Exercise instructions —
(a) Decide whether each statement agrees with the DCI excerpt: (i) object interactions are frozen at startup time; (ii) the VatCalculator and VAT interfaces define essentially different methods; (iii) dependency injection is also used to instantiate the contexts. Answer yes or no for each, quoting the deciding words.
(b) Reproduce the DCI excerpt word for word from "- There’s too" up to and including "to the rescue.".

Excerpt to read —
Begin
However, there are still a couple of problems:
- At the application level, there is a single object graph with objects that are wired together in the same way that needs to handle every use case. Since object interactions are frozen at startup time, objects need conditional logic (not well described in this example, I’m afraid) to deal with variations. This complicates the code and means that any single use case will most likely touch only a small fragment of the execution paths in the graph.
- Since in a real system, the single object graph to rule them all will be very large, functional testing – testing of the wiring and of object interactions in that particular configuration – is still hard or impossible.
- There’s too much indirection – note that the VatCalculator and VAT interfaces define what is essentially the same method.
This is where the use-case specific context idea from DCI comes to the rescue.
DCI+DI version
In DCI, there is a Context that knows how to configure a specific object graph – defining which objects should be playing which roles – for every use case. Something like this:
public class OrderProcessor { private VAT vat; private Shipper shipper; public OrderProcessor(VAT vat, Shipper shipper, ...) { this.vat = vat; this.shipper = shipper; } public void finaliseOrder(Order order) { vat.addVat(order); shipper.addShippingCosts(order); // ... probably other stuff as well } } public UsOrderProcessingContext implements OrderProcessingContext { private WisconsinVat wisconsinVat; // injected private Shipper shipper; // injected public OrderProcessor setup(Order order) { // in real life, would most likely do some other things here // to figure out other use-case-specific wiring return new OrderProcessor(wisconsinVat, shipper); } } public EuOrderProcessingContext implements OrderProcessingContext { private Map<Country, VAT> vatsForCountry; // injected private Shipper shipper; // injected public OrderProcessor setup(Order order) { // in real life, would most likely do some other things here // to figure out other use-case-specific wiring VAT vat = vatsForCountry.get(order.getCustomerCountry(); return new OrderProcessor(vat, shipper); } }
Note that dependency injection is being used to instantiate the contexts as well, and that it is possible to mix ‘normal’ static object graphs with dynamic, DCI-style graphs. In fact, I’m pretty sure the contexts should be part of a static graph of objects wired using traditional DI.
End
Records contained in a dataset:
Begin
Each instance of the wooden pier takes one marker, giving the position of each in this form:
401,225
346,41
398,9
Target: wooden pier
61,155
End
Answers for the exercise —
(a)
(i) Yes: "Since object interactions are frozen at startup time"
(ii) No: "the VatCalculator and VAT interfaces define what is essentially the same method"
(iii) Yes: "dependency injection is being used to instantiate the contexts as well"

(b)
- There’s too much indirection – note that the VatCalculator and VAT interfaces define what is essentially the same method.
This is where the use-case specific context idea from DCI comes to the rescue.